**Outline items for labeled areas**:
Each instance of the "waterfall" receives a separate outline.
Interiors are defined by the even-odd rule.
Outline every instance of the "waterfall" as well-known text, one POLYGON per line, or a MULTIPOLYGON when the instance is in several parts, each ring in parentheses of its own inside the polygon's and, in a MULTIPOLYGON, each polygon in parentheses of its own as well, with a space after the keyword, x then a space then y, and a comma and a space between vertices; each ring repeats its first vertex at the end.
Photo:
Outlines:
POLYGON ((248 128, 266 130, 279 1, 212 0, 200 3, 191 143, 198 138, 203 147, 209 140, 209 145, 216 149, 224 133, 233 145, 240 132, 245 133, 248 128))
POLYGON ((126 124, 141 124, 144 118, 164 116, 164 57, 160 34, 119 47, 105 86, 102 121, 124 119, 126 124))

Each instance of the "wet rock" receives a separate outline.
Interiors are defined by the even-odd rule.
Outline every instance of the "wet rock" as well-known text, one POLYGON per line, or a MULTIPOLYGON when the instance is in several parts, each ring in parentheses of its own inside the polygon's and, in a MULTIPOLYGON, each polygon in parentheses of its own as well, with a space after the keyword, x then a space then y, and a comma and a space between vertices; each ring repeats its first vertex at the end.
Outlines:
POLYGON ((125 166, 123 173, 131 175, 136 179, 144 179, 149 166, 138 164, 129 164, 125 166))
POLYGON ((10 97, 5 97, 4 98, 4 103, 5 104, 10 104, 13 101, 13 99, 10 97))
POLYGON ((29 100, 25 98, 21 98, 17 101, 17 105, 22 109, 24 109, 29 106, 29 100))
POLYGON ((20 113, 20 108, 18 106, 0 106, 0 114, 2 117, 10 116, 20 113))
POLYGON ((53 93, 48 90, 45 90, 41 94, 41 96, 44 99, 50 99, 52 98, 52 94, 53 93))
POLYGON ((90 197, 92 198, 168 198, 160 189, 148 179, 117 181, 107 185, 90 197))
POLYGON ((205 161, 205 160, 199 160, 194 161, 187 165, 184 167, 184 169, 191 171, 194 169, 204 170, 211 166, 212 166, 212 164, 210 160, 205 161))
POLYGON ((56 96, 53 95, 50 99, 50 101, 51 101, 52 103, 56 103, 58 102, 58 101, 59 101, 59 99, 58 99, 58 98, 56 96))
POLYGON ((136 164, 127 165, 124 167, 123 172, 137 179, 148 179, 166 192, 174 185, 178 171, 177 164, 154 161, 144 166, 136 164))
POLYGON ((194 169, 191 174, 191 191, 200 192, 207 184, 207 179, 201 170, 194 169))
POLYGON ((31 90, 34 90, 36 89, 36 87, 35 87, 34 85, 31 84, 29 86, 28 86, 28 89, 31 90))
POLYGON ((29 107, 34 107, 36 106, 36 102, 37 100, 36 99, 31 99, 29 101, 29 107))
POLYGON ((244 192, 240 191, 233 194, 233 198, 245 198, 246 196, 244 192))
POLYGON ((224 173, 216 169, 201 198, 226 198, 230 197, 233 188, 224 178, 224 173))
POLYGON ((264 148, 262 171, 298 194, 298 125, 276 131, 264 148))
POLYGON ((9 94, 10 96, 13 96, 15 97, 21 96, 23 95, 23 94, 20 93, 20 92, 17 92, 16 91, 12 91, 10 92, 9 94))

**WORK INSTRUCTIONS**: Reproduce the material word for word from its first line through the line containing "POLYGON ((126 124, 141", including that line.

**OUTPUT OF THE EXERCISE**:
Each instance of the "waterfall" receives a separate outline.
Interiors are defined by the even-odd rule.
Outline every instance of the "waterfall" as well-known text, one POLYGON per line, or a MULTIPOLYGON when the instance is in several parts, each ring in parentheses of its own inside the polygon's and, in a MULTIPOLYGON, each polygon in parentheses of its own as well, with a space after the keyword, x then a space then y, and a comma and a space between vertices; each ring repeats its first vertex at the end.
Photo:
Outlines:
POLYGON ((248 128, 266 130, 279 1, 212 0, 200 3, 191 143, 198 138, 203 147, 209 140, 209 145, 216 149, 224 133, 233 145, 240 132, 245 133, 248 128))
POLYGON ((126 124, 141 124, 144 118, 164 116, 164 57, 160 34, 119 47, 105 86, 102 121, 124 119, 126 124))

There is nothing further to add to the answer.